YOUR INSTRUCTIONS: Rewrite everything from the start of the data down to the line containing "box: [287, 342, 563, 565]", replacing "prompts" with "cues" and leaving the rest as it is.

[Dataset data]

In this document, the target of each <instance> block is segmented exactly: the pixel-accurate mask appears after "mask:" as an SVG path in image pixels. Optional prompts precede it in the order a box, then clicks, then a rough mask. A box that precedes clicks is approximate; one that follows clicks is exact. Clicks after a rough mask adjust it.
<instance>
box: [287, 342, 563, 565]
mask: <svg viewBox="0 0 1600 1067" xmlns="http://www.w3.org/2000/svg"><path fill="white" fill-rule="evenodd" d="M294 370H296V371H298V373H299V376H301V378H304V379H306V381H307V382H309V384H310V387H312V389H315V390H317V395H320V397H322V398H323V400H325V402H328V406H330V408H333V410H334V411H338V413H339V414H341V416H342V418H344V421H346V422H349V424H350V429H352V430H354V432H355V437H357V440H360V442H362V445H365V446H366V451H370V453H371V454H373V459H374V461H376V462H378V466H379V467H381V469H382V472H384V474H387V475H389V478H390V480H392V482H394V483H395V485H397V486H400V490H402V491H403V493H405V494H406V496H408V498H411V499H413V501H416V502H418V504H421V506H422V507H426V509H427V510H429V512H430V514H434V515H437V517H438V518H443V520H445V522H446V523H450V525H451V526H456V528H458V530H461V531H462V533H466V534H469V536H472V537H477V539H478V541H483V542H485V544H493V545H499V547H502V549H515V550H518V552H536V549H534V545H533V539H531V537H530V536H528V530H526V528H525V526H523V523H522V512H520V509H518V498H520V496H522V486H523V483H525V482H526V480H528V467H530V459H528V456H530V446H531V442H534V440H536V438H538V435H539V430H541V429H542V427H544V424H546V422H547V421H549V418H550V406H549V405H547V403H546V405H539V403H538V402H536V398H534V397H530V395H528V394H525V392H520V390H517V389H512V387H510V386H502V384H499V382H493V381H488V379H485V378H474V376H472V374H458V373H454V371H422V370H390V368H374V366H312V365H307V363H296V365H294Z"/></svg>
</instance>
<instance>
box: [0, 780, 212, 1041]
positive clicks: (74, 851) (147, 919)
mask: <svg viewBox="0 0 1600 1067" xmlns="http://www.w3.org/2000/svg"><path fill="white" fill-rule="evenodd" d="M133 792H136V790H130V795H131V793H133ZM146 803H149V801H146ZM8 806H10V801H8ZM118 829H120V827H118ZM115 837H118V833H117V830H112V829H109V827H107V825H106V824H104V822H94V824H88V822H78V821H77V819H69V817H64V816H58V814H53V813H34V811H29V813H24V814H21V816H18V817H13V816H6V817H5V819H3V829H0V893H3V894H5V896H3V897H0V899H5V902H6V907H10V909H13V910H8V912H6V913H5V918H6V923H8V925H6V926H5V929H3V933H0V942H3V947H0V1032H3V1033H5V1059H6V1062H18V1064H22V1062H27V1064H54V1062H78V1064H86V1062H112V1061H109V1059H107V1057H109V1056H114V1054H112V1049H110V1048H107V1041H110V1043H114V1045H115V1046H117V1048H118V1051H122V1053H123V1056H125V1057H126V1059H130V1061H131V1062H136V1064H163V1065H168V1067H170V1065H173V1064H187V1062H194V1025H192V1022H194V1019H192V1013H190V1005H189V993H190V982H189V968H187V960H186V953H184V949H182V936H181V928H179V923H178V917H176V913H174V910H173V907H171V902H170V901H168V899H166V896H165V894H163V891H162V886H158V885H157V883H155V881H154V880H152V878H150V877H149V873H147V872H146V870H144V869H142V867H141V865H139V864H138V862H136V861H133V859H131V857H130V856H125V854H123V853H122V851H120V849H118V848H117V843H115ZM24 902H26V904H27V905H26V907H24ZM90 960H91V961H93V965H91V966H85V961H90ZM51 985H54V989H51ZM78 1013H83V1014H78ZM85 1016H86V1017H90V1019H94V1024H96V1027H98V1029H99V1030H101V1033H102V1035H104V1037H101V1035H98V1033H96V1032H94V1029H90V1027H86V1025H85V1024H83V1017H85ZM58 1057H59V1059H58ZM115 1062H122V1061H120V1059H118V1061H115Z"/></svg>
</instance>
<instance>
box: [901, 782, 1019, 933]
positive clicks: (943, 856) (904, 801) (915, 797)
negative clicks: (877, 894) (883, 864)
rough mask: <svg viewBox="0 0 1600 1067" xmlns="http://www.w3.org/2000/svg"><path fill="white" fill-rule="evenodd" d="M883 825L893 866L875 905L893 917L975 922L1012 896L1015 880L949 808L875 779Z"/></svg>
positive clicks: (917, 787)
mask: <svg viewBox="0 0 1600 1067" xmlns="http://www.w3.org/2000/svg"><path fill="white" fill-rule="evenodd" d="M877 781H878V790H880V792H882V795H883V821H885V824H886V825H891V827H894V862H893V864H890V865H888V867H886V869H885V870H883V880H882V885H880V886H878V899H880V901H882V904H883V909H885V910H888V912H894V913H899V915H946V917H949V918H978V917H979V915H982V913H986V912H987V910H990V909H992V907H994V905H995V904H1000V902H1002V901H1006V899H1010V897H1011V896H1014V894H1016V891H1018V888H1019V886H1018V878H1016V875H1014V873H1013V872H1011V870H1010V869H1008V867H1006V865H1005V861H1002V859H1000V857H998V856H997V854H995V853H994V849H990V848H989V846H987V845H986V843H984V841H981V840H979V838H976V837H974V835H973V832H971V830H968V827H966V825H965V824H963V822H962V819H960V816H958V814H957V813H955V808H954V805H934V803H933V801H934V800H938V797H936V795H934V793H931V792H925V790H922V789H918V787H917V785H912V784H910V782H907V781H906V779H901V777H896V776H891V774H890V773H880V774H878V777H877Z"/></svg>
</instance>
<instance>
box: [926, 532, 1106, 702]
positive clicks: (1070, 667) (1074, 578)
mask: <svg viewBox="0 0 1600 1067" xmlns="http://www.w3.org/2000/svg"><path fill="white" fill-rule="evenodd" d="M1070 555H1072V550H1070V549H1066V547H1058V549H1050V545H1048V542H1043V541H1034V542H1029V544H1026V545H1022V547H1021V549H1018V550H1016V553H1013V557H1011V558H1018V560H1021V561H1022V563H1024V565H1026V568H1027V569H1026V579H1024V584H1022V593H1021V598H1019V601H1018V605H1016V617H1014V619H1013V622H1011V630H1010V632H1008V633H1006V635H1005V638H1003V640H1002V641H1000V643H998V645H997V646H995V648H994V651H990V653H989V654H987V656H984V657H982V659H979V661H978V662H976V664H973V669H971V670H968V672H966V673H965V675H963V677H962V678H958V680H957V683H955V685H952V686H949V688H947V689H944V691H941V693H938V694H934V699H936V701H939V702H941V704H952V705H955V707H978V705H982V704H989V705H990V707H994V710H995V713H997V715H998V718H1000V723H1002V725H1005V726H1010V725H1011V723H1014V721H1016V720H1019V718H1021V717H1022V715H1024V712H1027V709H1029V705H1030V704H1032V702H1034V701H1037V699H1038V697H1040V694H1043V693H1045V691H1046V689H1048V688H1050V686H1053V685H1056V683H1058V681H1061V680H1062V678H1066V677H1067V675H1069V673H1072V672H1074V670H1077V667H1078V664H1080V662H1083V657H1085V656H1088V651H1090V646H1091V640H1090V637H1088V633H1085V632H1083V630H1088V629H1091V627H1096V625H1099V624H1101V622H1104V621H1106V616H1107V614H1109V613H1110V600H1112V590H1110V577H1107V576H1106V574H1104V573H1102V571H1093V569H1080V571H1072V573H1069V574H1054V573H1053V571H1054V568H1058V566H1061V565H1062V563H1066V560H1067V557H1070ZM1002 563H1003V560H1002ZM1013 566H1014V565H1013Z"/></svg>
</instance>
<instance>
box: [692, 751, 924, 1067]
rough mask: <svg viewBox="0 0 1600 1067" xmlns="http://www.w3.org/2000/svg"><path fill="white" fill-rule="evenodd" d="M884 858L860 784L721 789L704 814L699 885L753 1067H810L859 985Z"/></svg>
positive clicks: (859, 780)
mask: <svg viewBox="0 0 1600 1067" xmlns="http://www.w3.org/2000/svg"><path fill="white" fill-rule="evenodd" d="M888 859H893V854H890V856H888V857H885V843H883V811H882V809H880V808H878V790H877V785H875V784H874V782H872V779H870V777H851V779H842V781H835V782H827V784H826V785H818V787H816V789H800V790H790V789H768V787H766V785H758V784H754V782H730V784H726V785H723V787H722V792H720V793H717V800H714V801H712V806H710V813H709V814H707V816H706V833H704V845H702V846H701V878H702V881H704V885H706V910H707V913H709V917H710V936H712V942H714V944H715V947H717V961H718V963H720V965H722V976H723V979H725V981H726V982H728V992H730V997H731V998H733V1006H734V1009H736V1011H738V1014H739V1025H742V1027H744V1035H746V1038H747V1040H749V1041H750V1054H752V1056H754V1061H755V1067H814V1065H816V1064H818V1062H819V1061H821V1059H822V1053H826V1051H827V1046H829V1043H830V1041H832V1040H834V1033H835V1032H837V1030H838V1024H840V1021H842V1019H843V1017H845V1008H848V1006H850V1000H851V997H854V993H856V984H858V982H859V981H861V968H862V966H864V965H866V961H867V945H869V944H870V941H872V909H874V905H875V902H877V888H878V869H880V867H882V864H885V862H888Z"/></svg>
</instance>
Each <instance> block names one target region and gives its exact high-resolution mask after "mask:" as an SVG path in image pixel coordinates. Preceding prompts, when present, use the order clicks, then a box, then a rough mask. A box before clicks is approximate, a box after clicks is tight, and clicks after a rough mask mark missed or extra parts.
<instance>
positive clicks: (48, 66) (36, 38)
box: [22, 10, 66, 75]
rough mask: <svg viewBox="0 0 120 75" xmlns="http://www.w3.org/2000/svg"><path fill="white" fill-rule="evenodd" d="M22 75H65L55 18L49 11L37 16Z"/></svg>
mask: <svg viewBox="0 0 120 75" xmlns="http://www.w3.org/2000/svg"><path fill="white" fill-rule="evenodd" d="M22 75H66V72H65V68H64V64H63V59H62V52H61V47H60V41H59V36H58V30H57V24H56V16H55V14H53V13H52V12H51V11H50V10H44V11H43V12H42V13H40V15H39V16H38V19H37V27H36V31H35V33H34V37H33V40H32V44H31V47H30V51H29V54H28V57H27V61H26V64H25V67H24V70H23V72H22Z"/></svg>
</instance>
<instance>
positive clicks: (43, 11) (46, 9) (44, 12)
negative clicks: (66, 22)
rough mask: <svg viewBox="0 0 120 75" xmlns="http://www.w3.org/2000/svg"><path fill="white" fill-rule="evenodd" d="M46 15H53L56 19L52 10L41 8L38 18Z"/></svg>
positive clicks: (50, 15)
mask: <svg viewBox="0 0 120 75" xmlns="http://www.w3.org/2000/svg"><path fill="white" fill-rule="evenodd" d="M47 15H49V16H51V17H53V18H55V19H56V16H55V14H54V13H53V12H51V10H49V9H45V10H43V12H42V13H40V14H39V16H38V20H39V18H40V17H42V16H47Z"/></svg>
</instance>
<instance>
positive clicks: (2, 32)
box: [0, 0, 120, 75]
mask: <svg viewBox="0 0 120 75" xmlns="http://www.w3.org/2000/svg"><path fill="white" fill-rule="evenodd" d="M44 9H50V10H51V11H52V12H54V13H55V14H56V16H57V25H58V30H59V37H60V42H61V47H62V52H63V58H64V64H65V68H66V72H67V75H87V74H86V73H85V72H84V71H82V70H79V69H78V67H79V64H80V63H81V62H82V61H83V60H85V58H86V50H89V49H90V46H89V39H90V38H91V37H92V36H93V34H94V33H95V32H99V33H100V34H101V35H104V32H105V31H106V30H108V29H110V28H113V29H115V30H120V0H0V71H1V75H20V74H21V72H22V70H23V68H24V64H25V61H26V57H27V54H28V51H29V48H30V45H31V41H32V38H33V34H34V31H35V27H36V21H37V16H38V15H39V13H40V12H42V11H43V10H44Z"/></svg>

TASK RESPONSE:
In this document, the target of each <instance> block is segmented exactly: the pixel-accurate mask appears after "mask:" as an SVG path in image pixels. Optional cues precede it in the order a box, then clicks, then a rough mask. A box that precedes clicks is approximate; one that follows clicks is exact. Clicks after a rough mask adjust it.
<instance>
box: [287, 342, 563, 565]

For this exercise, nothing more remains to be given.